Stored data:
_ _ _

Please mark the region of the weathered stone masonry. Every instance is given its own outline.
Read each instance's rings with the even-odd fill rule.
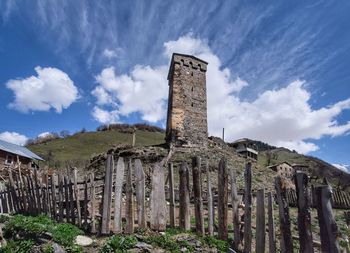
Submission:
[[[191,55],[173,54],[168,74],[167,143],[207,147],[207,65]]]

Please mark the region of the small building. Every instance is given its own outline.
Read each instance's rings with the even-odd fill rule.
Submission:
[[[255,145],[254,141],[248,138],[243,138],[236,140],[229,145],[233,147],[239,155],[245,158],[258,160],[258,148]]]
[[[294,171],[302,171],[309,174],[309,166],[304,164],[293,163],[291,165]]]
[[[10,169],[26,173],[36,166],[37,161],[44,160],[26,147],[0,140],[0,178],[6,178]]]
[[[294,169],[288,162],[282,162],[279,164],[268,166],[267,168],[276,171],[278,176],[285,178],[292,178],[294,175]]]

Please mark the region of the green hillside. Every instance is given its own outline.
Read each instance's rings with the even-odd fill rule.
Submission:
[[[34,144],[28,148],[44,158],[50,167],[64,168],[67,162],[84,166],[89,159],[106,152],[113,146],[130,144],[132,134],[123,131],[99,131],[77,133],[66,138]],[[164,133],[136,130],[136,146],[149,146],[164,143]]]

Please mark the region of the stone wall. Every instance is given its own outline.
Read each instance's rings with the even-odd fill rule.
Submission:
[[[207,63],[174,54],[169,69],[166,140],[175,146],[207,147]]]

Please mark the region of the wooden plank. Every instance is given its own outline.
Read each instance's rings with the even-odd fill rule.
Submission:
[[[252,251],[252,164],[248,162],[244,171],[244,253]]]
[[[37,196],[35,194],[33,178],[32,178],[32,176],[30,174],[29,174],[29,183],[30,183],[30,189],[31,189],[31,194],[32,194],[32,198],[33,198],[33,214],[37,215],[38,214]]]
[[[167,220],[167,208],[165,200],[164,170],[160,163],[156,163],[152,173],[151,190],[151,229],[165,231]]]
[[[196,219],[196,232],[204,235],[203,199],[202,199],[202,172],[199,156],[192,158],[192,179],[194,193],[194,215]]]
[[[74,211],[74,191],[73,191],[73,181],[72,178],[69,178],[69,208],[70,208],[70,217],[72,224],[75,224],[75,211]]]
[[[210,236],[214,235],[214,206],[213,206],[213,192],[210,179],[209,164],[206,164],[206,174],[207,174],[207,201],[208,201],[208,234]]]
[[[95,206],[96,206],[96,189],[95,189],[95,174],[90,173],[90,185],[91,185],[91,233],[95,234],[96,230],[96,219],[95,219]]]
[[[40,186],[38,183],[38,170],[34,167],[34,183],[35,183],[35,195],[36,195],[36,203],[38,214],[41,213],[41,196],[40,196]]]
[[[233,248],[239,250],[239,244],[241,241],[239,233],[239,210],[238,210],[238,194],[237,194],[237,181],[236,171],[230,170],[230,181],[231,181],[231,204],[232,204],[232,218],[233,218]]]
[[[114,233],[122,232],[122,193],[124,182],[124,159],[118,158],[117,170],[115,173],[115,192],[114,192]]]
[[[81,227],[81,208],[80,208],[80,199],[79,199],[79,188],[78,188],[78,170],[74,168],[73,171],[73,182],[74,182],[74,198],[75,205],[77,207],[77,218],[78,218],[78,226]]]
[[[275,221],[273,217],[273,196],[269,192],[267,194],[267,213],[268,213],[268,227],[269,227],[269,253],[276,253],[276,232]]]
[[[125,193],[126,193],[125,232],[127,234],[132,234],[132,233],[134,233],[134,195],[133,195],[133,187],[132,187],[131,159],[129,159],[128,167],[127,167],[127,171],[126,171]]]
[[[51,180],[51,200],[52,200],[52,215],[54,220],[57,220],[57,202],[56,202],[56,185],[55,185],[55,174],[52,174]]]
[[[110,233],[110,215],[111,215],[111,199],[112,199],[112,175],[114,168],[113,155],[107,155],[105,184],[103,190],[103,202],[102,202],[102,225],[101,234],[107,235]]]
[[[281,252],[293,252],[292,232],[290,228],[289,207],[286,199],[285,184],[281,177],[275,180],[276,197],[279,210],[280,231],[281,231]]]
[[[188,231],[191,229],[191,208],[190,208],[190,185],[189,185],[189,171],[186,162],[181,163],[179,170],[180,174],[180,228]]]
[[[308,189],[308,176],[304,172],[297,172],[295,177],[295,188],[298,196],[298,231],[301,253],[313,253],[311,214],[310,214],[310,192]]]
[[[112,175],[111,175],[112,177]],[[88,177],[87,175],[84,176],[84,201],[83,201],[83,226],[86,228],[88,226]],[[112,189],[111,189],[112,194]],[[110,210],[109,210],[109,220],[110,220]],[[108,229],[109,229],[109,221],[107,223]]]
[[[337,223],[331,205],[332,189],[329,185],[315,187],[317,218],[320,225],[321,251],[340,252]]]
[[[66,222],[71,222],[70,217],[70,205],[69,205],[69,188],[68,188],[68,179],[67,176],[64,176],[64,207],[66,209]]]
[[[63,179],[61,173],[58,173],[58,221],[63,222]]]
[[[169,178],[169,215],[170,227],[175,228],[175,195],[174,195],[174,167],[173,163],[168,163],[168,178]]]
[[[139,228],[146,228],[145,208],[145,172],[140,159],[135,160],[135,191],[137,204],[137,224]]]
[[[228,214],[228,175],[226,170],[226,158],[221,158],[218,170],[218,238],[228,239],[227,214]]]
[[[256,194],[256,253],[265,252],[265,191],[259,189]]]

_ _ _

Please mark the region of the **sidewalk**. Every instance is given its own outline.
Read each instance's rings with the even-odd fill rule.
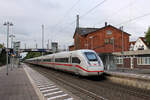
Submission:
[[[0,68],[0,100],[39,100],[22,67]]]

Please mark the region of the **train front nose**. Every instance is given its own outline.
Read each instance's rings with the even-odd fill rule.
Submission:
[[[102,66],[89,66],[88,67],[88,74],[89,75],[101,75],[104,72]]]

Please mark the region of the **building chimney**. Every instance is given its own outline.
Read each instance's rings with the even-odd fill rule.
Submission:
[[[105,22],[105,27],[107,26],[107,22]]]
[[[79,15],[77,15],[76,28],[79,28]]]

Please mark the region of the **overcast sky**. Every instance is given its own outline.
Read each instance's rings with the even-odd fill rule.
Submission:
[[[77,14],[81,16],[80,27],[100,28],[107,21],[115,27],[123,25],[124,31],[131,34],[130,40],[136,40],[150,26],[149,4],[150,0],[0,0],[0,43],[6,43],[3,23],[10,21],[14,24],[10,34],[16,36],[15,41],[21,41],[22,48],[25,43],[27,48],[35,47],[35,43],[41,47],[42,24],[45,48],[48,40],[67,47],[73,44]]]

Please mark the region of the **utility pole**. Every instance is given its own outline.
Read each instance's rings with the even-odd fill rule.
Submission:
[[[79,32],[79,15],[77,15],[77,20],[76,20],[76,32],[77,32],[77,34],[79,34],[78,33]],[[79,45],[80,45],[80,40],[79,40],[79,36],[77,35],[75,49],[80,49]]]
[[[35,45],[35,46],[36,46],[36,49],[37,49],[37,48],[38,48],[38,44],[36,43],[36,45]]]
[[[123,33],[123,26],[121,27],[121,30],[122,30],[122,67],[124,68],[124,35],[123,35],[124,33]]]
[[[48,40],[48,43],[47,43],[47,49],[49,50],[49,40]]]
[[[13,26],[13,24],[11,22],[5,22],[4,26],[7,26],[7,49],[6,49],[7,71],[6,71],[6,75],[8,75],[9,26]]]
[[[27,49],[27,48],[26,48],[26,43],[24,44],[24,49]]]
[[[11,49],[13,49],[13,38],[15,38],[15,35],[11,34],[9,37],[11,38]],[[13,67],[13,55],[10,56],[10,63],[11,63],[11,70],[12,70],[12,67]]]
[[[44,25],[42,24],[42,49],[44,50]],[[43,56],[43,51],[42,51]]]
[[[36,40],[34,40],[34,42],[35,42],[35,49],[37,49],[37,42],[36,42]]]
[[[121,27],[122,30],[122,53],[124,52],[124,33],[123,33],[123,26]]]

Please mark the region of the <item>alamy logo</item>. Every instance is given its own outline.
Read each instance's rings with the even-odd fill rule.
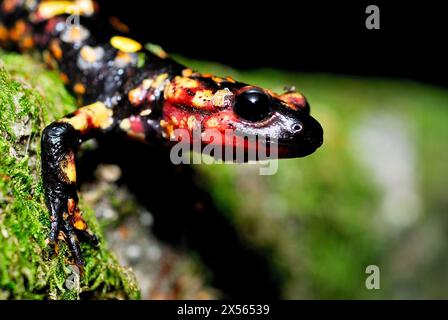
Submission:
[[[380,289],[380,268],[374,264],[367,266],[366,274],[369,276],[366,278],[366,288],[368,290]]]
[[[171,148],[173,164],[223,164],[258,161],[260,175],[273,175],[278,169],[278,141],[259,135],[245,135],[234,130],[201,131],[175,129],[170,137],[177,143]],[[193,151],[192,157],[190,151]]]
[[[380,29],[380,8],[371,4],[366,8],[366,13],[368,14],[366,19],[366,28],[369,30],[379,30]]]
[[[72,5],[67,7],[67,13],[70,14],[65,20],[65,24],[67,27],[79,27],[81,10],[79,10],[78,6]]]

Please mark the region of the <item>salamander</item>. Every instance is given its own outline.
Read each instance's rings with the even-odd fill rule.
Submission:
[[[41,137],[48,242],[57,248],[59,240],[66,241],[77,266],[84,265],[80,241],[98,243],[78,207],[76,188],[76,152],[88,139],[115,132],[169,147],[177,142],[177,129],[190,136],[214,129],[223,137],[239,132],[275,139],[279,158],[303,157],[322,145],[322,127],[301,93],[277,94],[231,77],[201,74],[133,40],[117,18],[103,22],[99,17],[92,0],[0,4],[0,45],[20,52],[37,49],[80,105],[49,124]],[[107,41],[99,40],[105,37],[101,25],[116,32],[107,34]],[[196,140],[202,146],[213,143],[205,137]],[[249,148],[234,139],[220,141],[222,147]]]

_ _ _

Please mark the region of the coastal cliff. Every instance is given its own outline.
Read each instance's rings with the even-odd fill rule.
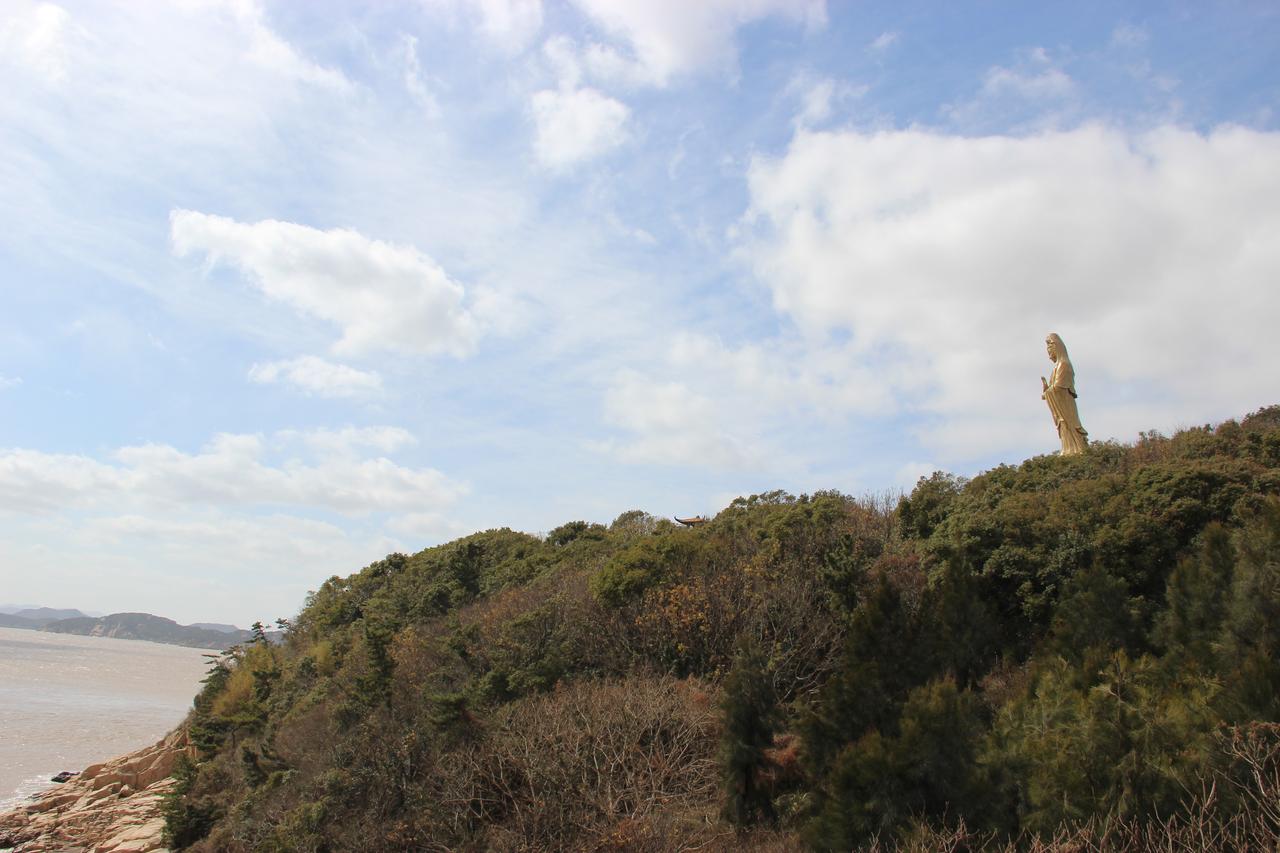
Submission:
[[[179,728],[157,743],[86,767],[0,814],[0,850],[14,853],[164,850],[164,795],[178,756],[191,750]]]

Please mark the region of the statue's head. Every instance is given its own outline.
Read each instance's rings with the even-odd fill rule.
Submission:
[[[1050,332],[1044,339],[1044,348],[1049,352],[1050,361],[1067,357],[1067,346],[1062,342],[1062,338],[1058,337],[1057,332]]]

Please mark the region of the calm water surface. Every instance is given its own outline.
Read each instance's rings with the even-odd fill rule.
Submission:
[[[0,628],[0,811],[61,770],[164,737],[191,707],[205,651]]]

_ _ _

WHAT THE EXERCISE ASKS
Extract from the data every line where "stone" shows up.

RESULT FOR THIS EXERCISE
Please mark the region of the weathered stone masonry. Every instance is given its own outline.
Please mark the region of the stone wall. Every instance is given its own outline.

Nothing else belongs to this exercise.